• **Problem details**
Please count how many lines of the data contain the word "path" and give only that number.

• **Supplied data**

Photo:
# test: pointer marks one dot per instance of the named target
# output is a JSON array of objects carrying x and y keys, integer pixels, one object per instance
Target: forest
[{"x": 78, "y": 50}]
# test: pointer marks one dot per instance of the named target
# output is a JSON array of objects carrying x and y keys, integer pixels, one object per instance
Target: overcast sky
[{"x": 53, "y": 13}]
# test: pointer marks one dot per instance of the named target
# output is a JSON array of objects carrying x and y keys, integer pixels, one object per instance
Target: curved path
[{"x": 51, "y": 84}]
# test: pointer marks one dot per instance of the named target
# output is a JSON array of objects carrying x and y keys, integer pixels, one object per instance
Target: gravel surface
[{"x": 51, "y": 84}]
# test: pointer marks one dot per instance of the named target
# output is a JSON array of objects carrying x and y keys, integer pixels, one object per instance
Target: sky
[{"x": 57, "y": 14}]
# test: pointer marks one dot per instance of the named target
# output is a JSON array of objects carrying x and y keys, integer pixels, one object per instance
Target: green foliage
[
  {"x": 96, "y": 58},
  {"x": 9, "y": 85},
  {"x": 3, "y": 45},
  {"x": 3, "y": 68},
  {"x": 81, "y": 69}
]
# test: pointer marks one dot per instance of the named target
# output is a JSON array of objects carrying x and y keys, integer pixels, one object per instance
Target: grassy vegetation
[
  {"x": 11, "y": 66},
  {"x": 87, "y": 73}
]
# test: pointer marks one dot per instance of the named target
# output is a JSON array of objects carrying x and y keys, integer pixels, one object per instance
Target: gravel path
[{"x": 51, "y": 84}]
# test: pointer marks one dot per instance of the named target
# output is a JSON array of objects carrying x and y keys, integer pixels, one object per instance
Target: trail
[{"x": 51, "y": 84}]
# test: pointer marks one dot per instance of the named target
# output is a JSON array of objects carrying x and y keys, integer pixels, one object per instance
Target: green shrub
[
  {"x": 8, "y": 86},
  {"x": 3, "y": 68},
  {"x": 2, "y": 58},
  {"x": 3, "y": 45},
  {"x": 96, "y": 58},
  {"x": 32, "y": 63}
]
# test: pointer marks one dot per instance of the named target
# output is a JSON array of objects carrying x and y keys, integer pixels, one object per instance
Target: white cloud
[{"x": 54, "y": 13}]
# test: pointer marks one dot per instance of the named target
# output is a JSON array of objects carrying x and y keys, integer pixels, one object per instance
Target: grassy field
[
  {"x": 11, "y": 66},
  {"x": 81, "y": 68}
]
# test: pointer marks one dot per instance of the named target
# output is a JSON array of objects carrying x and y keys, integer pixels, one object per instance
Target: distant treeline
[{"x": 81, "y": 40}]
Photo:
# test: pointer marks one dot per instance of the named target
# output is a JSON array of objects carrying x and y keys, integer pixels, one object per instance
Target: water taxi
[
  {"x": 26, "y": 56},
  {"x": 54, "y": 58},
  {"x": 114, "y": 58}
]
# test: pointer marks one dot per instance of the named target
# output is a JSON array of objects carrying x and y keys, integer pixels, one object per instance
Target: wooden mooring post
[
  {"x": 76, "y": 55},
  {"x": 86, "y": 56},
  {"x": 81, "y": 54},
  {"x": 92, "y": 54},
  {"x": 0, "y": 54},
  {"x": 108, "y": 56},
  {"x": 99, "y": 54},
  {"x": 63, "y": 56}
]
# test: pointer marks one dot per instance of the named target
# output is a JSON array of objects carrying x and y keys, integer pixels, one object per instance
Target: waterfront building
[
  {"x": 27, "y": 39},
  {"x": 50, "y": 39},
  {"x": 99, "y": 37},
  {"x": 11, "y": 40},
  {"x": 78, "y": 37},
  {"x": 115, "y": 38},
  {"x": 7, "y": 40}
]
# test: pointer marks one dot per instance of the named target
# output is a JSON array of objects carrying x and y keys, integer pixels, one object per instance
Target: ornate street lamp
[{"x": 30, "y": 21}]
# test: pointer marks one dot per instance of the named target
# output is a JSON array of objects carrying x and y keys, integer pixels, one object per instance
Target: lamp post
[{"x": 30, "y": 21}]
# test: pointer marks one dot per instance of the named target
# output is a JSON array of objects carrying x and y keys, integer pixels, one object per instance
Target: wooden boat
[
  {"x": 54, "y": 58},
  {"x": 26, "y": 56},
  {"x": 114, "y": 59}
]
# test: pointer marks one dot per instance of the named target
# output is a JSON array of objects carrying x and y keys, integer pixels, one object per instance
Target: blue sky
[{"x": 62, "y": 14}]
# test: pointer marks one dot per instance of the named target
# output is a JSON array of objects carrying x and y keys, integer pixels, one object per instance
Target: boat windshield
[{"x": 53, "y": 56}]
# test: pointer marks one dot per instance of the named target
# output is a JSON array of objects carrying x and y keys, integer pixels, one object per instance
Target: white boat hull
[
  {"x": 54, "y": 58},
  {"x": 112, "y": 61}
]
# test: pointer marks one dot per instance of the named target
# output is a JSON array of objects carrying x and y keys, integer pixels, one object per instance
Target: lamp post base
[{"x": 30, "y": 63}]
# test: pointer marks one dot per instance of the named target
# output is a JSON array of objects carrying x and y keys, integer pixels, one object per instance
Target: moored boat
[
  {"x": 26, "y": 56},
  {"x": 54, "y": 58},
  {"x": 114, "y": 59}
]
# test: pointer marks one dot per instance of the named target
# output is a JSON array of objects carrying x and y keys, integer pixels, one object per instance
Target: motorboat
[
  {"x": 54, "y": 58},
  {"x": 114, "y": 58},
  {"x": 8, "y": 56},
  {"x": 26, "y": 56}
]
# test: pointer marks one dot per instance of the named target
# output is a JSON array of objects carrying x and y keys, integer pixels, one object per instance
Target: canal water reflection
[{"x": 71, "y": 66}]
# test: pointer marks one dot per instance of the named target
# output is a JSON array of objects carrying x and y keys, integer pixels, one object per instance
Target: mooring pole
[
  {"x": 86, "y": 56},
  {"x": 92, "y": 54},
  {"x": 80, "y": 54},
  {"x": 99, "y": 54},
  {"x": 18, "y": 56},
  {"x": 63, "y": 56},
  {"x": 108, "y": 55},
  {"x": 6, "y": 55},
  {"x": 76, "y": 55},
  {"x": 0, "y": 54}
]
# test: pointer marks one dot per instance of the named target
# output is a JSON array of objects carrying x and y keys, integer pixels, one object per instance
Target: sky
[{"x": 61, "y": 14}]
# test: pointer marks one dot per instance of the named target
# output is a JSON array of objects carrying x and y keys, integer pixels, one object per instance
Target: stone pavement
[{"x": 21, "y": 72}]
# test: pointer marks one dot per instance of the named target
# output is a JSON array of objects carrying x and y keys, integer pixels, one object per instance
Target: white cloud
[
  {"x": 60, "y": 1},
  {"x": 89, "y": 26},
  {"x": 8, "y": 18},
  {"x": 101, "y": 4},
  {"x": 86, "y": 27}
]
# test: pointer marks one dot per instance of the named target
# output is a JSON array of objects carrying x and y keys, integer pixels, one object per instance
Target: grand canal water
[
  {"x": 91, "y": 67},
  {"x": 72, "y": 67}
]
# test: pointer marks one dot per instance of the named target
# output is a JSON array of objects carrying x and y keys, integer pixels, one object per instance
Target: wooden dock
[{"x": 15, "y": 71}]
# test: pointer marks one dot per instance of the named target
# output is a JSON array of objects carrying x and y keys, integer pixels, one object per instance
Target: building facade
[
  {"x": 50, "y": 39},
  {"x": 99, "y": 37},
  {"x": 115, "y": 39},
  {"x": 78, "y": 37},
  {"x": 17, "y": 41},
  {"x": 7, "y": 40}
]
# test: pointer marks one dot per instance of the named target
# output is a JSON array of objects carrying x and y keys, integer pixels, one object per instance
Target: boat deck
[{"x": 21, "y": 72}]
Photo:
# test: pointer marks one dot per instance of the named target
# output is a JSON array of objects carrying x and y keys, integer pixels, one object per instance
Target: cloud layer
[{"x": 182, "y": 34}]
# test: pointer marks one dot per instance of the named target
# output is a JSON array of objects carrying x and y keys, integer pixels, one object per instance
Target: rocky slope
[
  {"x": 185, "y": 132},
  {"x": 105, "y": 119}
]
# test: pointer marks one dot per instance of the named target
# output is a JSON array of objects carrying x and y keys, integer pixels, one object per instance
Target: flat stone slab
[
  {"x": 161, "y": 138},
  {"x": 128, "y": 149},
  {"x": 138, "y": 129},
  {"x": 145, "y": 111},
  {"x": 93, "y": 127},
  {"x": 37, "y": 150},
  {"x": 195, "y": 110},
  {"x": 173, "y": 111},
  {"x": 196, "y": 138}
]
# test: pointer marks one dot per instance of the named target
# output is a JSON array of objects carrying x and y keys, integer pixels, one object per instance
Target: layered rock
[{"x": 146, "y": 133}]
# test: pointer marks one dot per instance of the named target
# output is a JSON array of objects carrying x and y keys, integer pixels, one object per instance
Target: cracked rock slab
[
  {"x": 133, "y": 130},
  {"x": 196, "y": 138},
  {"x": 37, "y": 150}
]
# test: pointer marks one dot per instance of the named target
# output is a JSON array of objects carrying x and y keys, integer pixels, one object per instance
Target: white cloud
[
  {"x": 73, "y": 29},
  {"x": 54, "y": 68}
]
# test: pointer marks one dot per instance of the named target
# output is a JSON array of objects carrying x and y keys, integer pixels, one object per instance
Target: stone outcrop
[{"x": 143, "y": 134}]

• **Reply to the exercise**
2